## GOAL OF THE EXERCISE
Scan the data, and whenever a line contains "below", copy it.

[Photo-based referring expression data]

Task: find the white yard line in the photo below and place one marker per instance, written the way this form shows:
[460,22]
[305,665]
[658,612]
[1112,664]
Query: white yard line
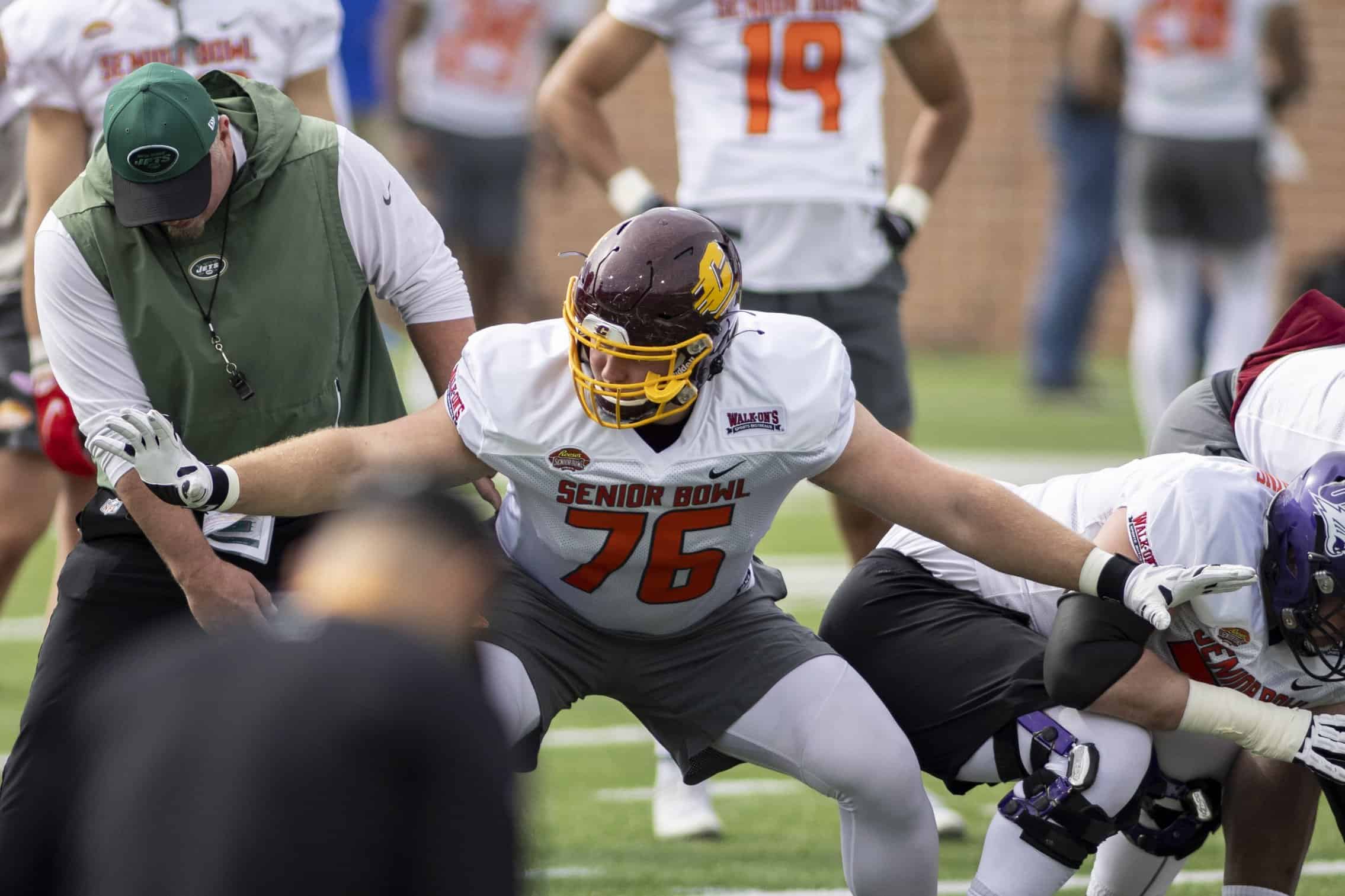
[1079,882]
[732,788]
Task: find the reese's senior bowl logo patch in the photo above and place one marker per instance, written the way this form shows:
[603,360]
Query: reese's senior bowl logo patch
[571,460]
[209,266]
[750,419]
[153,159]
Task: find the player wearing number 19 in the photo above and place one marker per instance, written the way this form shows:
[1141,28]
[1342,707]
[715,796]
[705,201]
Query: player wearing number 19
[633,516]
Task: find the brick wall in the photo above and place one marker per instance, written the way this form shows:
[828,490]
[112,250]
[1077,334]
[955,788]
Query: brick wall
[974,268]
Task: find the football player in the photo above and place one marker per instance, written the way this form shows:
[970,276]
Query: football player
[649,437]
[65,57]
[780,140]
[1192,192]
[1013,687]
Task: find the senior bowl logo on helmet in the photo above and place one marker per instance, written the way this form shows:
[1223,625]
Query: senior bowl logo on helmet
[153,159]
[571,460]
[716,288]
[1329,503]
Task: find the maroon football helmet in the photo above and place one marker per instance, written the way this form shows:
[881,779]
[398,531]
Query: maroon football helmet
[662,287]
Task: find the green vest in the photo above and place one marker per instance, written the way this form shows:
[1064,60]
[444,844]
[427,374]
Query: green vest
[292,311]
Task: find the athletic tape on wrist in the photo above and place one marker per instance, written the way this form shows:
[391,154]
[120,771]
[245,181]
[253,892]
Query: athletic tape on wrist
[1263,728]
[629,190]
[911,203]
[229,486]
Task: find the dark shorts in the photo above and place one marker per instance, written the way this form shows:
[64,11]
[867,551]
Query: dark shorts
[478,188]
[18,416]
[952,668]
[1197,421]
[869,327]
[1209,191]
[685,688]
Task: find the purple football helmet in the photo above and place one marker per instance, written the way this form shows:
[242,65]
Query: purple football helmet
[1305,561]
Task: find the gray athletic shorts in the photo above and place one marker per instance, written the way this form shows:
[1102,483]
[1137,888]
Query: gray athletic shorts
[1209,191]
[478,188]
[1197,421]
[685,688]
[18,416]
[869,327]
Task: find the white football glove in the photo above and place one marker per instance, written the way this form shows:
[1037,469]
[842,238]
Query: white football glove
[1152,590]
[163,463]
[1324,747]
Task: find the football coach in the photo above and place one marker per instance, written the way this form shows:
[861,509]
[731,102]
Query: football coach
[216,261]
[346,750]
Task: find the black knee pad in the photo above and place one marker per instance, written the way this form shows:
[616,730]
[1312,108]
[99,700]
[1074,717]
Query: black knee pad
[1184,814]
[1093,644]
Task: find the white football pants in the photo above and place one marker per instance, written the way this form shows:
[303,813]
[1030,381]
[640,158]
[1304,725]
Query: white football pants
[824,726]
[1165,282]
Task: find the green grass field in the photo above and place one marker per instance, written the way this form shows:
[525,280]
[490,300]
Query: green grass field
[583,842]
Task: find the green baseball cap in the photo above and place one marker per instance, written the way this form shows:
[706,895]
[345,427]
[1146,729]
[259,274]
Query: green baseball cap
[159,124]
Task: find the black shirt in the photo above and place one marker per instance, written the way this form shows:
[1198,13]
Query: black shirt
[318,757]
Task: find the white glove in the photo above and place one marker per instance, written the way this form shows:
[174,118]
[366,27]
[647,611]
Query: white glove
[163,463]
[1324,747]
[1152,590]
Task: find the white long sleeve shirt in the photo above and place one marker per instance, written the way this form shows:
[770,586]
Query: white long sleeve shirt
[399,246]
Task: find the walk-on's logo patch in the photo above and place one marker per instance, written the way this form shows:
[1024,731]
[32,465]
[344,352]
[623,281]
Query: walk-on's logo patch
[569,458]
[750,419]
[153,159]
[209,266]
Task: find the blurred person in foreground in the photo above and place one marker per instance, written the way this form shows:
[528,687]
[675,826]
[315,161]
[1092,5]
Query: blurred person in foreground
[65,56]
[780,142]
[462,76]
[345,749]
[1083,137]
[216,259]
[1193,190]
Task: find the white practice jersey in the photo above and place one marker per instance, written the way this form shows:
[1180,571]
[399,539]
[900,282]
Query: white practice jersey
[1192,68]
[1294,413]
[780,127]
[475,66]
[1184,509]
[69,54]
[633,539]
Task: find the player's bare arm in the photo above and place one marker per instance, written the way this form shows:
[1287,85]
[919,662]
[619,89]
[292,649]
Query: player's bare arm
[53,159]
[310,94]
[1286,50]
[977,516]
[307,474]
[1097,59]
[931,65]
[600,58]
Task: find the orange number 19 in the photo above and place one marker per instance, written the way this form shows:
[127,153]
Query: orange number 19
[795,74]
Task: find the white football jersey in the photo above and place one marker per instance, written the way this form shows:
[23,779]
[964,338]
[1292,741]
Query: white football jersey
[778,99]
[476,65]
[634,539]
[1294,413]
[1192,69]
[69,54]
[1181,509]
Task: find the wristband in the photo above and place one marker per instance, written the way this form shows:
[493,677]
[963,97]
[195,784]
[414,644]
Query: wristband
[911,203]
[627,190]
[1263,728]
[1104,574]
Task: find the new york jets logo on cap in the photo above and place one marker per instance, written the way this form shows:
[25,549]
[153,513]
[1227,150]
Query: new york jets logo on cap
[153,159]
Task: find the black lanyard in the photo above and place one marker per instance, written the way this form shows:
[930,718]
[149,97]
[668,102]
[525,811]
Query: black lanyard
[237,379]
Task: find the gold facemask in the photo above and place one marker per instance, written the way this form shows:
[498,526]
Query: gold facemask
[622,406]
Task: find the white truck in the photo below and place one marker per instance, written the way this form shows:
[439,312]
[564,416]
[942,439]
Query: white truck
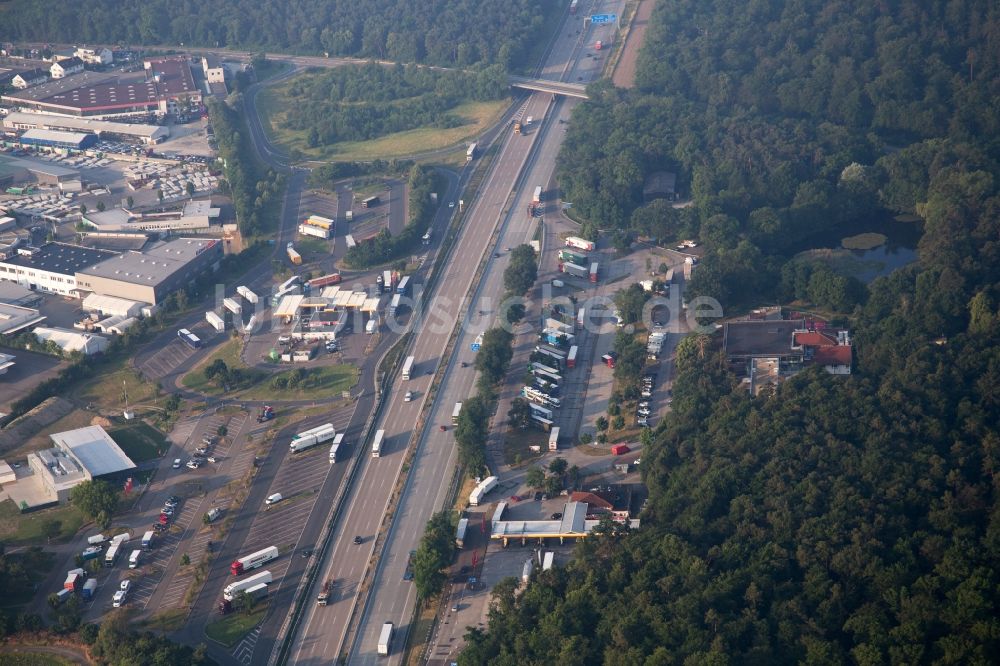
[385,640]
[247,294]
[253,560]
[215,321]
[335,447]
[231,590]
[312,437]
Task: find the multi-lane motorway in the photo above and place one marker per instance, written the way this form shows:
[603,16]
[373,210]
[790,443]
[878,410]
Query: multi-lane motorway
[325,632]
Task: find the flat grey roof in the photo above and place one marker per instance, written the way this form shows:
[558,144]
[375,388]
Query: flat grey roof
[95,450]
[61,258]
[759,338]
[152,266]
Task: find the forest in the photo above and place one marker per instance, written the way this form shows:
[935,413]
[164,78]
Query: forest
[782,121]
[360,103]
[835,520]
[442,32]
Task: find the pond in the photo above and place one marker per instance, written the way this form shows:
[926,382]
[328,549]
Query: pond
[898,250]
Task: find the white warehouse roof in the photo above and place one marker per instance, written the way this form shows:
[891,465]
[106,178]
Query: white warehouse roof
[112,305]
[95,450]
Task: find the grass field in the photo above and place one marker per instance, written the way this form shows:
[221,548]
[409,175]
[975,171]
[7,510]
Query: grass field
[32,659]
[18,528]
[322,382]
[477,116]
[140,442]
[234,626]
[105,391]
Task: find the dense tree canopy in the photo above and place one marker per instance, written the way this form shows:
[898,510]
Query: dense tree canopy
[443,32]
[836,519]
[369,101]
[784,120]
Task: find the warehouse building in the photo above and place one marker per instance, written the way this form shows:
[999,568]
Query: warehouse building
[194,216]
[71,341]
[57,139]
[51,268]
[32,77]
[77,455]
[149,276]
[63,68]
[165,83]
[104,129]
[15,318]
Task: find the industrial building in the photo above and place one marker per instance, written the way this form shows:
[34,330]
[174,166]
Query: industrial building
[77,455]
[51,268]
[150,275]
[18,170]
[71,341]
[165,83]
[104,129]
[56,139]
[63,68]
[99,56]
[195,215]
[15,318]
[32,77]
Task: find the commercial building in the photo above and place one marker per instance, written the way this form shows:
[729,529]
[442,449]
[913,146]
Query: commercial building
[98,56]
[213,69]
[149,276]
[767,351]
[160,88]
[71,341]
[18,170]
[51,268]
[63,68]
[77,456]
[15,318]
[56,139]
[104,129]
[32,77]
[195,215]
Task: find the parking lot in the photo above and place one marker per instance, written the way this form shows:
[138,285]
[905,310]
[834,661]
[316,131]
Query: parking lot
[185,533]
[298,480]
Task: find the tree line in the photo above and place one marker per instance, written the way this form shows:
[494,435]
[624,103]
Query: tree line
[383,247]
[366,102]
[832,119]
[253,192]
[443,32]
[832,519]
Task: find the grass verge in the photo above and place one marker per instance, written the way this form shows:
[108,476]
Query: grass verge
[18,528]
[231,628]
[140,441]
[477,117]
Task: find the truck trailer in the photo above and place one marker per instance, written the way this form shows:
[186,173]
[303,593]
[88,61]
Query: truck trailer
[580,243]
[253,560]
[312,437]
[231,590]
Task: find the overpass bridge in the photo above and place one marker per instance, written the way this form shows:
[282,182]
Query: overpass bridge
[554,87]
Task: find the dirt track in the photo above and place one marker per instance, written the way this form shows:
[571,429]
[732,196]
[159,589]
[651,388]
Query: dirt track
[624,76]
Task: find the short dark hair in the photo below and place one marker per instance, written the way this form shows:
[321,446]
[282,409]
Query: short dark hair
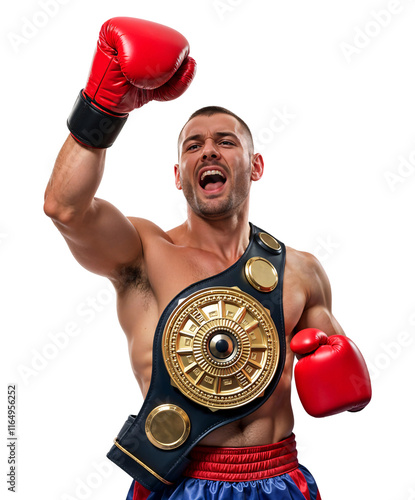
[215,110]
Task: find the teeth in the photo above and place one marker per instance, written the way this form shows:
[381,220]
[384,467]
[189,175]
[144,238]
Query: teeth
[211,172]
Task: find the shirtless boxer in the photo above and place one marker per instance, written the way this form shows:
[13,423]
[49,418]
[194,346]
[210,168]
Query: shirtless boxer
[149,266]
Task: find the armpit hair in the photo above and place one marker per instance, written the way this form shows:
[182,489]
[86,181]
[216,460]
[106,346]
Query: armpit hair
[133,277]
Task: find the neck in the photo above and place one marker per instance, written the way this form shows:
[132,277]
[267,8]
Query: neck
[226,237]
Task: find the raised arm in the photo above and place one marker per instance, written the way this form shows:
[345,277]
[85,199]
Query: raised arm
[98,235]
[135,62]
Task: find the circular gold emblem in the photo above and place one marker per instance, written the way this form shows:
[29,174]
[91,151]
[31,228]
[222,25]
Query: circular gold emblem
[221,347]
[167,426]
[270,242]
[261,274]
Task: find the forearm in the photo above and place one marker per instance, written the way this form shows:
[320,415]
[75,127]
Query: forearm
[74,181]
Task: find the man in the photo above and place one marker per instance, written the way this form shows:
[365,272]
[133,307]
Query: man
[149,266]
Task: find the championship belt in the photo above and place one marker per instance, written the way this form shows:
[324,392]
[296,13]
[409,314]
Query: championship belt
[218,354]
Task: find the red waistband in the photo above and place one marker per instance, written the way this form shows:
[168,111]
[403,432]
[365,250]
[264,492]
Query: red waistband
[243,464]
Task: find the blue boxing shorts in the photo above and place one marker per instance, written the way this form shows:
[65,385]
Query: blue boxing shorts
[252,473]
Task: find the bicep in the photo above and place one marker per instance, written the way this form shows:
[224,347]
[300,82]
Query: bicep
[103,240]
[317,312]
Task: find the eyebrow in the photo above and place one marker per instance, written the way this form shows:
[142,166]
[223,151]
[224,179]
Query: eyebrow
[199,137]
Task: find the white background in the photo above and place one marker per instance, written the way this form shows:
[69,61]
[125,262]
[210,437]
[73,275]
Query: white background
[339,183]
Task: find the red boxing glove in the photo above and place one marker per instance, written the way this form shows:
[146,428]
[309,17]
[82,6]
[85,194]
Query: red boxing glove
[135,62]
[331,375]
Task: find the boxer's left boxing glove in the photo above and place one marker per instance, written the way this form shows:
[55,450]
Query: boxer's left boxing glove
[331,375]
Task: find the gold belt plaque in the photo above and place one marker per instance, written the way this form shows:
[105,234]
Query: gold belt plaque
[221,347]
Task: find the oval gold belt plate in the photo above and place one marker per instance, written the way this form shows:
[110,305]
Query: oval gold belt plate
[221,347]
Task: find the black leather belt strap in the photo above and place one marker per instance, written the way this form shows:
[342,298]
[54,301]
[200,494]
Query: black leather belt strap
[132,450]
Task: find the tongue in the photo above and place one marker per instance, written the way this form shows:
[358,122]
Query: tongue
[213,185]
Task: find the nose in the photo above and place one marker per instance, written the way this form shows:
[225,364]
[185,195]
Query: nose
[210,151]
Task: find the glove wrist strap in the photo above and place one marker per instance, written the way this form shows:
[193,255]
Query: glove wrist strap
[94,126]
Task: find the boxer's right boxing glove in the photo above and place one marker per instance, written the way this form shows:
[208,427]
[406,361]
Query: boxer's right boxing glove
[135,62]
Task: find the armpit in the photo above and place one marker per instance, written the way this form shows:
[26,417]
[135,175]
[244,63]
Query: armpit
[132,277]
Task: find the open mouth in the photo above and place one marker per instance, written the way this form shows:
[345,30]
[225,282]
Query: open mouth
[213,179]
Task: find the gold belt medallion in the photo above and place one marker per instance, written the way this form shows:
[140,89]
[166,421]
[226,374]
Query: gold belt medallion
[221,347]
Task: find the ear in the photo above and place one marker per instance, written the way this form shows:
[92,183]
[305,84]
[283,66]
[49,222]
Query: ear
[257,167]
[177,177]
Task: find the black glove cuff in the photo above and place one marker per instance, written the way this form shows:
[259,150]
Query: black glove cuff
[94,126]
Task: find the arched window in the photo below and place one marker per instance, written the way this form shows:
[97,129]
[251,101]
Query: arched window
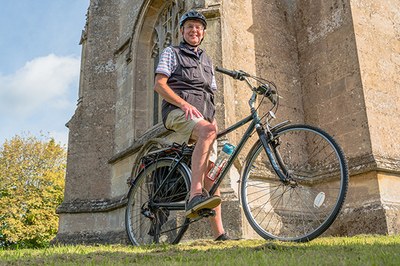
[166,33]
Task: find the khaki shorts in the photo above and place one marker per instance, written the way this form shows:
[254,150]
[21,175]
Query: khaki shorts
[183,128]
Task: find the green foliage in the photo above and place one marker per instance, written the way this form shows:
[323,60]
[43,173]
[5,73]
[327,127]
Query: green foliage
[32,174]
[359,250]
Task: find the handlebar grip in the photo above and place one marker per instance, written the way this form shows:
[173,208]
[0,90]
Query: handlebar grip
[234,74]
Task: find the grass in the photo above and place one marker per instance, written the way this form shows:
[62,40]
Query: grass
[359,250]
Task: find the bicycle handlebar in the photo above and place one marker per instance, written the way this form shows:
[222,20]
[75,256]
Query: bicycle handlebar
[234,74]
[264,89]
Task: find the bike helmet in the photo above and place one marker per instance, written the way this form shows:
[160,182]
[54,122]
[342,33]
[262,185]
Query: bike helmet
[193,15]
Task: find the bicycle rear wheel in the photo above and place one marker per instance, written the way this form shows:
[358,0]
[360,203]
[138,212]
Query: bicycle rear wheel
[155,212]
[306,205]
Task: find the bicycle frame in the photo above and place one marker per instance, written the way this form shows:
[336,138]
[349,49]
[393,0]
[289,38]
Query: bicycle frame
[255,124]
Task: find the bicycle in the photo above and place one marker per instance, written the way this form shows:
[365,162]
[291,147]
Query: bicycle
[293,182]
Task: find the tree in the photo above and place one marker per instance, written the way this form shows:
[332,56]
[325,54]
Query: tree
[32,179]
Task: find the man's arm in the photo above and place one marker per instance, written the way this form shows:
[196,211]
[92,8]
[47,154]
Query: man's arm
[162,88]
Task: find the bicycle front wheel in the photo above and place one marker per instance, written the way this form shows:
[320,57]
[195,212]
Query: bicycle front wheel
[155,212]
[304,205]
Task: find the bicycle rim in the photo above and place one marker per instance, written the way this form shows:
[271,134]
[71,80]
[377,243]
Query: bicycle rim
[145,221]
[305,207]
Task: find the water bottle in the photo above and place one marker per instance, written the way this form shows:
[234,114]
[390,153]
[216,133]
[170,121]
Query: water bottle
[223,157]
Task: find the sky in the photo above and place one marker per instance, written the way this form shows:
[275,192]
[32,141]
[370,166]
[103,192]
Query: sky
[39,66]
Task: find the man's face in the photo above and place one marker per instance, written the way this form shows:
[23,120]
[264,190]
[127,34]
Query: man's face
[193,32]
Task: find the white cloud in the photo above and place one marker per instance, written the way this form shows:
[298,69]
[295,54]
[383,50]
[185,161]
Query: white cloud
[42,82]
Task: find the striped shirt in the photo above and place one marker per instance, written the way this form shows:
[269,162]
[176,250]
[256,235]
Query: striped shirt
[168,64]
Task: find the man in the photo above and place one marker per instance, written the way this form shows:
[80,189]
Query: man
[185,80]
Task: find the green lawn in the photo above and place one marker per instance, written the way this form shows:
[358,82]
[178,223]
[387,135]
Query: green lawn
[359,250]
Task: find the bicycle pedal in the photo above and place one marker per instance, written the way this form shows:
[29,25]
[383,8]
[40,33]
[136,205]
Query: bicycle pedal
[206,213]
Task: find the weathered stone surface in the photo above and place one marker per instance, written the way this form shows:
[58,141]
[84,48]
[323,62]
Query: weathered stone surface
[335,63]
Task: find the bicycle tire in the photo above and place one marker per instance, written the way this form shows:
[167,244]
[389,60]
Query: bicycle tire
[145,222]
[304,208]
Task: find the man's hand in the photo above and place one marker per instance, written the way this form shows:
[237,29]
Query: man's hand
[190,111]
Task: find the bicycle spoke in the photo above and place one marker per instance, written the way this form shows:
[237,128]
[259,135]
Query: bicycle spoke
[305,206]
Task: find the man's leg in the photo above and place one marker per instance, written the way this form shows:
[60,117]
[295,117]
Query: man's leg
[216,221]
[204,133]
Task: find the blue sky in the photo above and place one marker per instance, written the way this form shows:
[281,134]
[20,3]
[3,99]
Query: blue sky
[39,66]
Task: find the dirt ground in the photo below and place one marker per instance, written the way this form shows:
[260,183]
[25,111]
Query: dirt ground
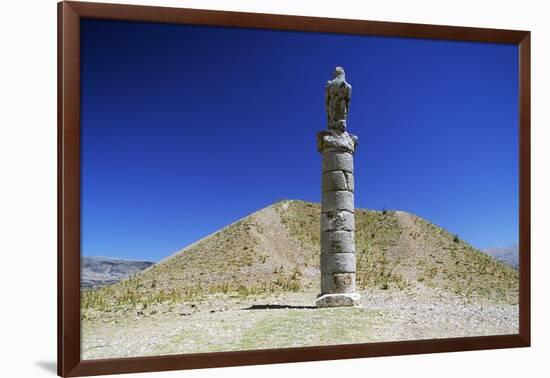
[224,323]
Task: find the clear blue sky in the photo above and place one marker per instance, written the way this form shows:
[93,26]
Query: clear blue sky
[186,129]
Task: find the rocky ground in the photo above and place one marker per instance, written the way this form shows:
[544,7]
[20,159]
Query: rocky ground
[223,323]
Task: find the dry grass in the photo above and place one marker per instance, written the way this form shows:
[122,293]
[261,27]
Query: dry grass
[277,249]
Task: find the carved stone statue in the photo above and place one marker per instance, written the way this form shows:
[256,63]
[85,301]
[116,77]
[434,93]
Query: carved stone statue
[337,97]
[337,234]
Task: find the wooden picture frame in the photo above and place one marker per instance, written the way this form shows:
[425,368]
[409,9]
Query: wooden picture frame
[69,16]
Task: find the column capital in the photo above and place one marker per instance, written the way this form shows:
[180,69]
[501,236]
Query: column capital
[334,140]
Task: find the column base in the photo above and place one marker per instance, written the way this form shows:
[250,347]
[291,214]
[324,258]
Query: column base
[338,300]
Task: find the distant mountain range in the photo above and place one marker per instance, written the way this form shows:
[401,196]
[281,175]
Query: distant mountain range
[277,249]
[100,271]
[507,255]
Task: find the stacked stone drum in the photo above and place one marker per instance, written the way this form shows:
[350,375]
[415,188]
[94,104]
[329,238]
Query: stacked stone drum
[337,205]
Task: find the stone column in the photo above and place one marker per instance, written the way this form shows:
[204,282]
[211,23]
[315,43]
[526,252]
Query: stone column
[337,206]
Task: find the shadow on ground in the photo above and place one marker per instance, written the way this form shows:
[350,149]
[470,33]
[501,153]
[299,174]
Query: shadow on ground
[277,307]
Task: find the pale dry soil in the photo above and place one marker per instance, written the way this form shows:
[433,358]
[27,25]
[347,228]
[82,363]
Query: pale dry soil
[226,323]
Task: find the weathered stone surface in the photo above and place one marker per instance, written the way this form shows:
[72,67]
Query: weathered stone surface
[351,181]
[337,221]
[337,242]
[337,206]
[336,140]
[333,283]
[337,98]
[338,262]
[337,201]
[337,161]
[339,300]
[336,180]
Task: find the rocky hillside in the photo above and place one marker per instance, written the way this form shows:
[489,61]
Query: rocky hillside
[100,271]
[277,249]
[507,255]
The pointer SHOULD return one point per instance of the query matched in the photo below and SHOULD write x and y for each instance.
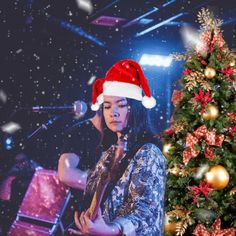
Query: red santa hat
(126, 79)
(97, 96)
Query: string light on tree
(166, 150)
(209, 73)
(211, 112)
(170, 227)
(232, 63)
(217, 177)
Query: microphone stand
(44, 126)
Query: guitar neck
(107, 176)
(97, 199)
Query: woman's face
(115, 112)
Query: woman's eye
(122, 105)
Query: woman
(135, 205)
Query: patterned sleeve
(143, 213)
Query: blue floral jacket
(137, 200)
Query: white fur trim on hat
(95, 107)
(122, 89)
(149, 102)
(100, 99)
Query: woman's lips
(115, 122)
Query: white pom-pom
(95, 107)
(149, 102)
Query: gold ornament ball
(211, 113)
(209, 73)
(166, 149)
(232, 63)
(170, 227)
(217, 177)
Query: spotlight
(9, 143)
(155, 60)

## OUTPUT OF THE TASK
Task: find the white yard line in the photo below and place one marker per instance, written the way this form shows:
Task: find the white truck in the photo below and place one marker per instance, written the way this form shows:
Task: find the short dark hair in the photo below and place one marker per instance, written the way this form shows:
Task: find the arched window in the photo below and place one marker per instance, written the way this form shows:
Task: find the dirt ground in the photo below and place one marker per instance, written the way this form shows:
The pointer SHOULD return one point per instance of the query matched in the photo below and SHOULD write x and y for each instance.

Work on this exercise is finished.